▶ **YOUR INSTRUCTIONS**: The entries are given below. Output each one unchanged.

*** Opening RECORDS SUPPLIED ***

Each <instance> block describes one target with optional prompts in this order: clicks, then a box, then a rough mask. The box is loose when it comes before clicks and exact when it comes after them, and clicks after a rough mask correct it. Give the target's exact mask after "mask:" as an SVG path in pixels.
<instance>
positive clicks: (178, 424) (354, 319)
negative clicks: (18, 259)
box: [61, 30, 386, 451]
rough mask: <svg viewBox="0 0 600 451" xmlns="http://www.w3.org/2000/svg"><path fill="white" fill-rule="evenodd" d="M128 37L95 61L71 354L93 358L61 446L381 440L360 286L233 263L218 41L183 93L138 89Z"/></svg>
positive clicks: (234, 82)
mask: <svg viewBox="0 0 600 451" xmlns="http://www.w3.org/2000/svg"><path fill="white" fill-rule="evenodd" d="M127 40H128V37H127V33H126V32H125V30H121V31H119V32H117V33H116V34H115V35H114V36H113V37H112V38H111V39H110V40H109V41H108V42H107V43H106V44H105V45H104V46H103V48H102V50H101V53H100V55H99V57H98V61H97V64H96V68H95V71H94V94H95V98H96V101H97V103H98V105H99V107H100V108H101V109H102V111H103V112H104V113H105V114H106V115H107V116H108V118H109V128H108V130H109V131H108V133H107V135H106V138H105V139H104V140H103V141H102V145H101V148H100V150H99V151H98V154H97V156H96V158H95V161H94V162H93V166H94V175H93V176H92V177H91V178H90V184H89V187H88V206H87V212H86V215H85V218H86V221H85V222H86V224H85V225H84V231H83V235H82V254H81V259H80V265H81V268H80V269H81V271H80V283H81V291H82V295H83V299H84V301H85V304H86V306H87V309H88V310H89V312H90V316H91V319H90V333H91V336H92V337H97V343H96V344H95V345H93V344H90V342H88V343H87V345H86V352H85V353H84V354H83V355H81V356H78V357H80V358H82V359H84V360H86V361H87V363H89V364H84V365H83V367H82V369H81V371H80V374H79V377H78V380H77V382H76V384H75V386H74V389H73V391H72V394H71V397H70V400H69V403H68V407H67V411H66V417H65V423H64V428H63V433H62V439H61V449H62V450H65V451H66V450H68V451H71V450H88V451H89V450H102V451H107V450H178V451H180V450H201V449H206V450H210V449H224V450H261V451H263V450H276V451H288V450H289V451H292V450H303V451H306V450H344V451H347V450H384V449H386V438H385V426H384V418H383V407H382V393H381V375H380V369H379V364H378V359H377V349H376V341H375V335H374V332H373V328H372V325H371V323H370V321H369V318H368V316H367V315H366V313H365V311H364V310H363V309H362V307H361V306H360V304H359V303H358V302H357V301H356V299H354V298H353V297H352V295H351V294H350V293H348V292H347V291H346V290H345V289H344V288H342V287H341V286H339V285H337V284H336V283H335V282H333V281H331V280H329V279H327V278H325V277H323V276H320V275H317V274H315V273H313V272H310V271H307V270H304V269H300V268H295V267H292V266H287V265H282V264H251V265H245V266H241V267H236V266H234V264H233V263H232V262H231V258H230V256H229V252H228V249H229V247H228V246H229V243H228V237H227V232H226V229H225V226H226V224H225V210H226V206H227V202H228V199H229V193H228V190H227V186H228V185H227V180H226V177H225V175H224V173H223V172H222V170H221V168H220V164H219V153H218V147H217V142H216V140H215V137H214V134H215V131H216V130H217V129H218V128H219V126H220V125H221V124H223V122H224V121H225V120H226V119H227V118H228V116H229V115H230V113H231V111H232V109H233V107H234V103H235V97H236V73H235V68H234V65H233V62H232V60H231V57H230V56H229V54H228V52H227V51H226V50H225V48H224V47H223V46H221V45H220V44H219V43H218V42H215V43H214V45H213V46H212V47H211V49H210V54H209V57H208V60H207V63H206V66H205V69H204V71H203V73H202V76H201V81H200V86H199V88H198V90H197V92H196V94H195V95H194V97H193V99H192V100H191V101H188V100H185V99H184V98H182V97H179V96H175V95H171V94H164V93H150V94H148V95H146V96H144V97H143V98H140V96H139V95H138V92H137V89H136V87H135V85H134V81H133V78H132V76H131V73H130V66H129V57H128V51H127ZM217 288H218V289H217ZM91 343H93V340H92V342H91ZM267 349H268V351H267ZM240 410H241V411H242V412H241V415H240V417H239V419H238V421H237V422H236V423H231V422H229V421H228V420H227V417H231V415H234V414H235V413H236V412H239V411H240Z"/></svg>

*** Closing RECORDS SUPPLIED ***

▶ **EXERCISE RESPONSE**:
Each <instance> block describes one target with optional prompts in this order: clicks, then a box, then a rough mask. The box is loose when it comes before clicks and exact when it comes after them, and clicks after a rough mask correct it. Give the target's exact mask after "mask:" as an SVG path in pixels.
<instance>
positive clicks: (178, 424) (354, 319)
negative clicks: (18, 259)
box: [61, 30, 386, 451]
rough mask: <svg viewBox="0 0 600 451" xmlns="http://www.w3.org/2000/svg"><path fill="white" fill-rule="evenodd" d="M128 37L95 61L71 354L93 358L61 446L381 440L360 286L233 263L218 41L183 93L138 89Z"/></svg>
positive clicks: (234, 82)
mask: <svg viewBox="0 0 600 451" xmlns="http://www.w3.org/2000/svg"><path fill="white" fill-rule="evenodd" d="M127 40H128V37H127V33H126V32H125V30H121V31H119V32H117V33H116V34H115V35H114V36H113V37H112V38H111V39H110V40H109V41H108V42H107V43H106V44H105V45H104V46H103V48H102V50H101V53H100V55H99V57H98V61H97V64H96V68H95V71H94V94H95V98H96V101H97V103H98V105H99V107H100V108H101V109H102V111H103V112H104V113H105V114H106V115H107V116H108V118H109V128H108V130H109V131H108V133H107V135H106V138H105V139H104V140H103V141H102V145H101V148H100V150H99V151H98V154H97V156H96V158H95V161H94V162H93V166H94V175H93V176H92V177H91V178H90V184H89V187H88V206H87V212H86V215H85V218H86V221H85V222H86V224H85V225H84V231H83V235H82V254H81V259H80V265H81V268H80V269H81V271H80V283H81V291H82V295H83V299H84V301H85V304H86V306H87V309H88V310H89V312H90V316H91V319H90V333H91V336H92V337H97V343H96V344H95V345H93V344H90V342H88V343H87V345H86V352H85V353H84V354H83V355H81V356H78V357H80V358H82V359H84V360H86V361H87V363H89V364H84V365H83V367H82V369H81V371H80V374H79V377H78V380H77V382H76V384H75V386H74V389H73V391H72V394H71V397H70V400H69V403H68V407H67V411H66V417H65V423H64V428H63V433H62V439H61V449H62V450H65V451H66V450H68V451H71V450H88V451H89V450H102V451H107V450H178V451H180V450H201V449H206V450H210V449H224V450H261V451H263V450H276V451H288V450H289V451H292V450H303V451H306V450H344V451H347V450H384V449H386V438H385V426H384V418H383V407H382V393H381V375H380V369H379V364H378V359H377V349H376V341H375V335H374V332H373V328H372V325H371V323H370V321H369V318H368V316H367V315H366V313H365V311H364V310H363V309H362V307H361V306H360V304H359V303H358V302H357V301H356V299H354V298H353V297H352V295H351V294H350V293H348V292H347V291H346V290H345V289H344V288H342V287H341V286H339V285H337V284H336V283H335V282H333V281H331V280H329V279H327V278H325V277H323V276H320V275H317V274H315V273H313V272H310V271H307V270H304V269H300V268H295V267H292V266H287V265H282V264H251V265H245V266H241V267H236V266H234V264H233V263H232V262H231V258H230V256H229V252H228V249H229V247H228V246H229V243H228V237H227V232H226V229H225V226H226V224H225V210H226V206H227V202H228V199H229V193H228V190H227V186H228V185H227V180H226V177H225V175H224V173H223V172H222V170H221V168H220V164H219V153H218V147H217V142H216V140H215V137H214V134H215V131H216V130H217V129H218V128H219V126H220V125H221V124H223V122H224V121H225V120H226V119H227V118H228V116H229V115H230V113H231V111H232V109H233V107H234V103H235V97H236V73H235V68H234V65H233V62H232V60H231V57H230V56H229V54H228V52H227V51H226V50H225V48H224V47H223V46H221V45H220V44H219V43H218V42H215V43H214V45H213V46H212V47H211V49H210V54H209V57H208V60H207V63H206V66H205V69H204V71H203V73H202V76H201V81H200V86H199V88H198V90H197V92H196V94H195V95H194V97H193V99H192V100H191V101H188V100H185V99H184V98H182V97H179V96H175V95H171V94H164V93H150V94H148V95H146V96H144V97H143V98H140V96H139V95H138V92H137V89H136V87H135V85H134V81H133V78H132V76H131V73H130V66H129V57H128V51H127ZM217 288H218V289H217ZM91 343H93V340H92V342H91ZM267 349H268V351H267ZM240 410H241V411H242V412H241V415H240V417H239V419H238V421H237V422H236V423H231V422H229V421H228V420H227V417H231V415H234V414H235V413H236V412H239V411H240Z"/></svg>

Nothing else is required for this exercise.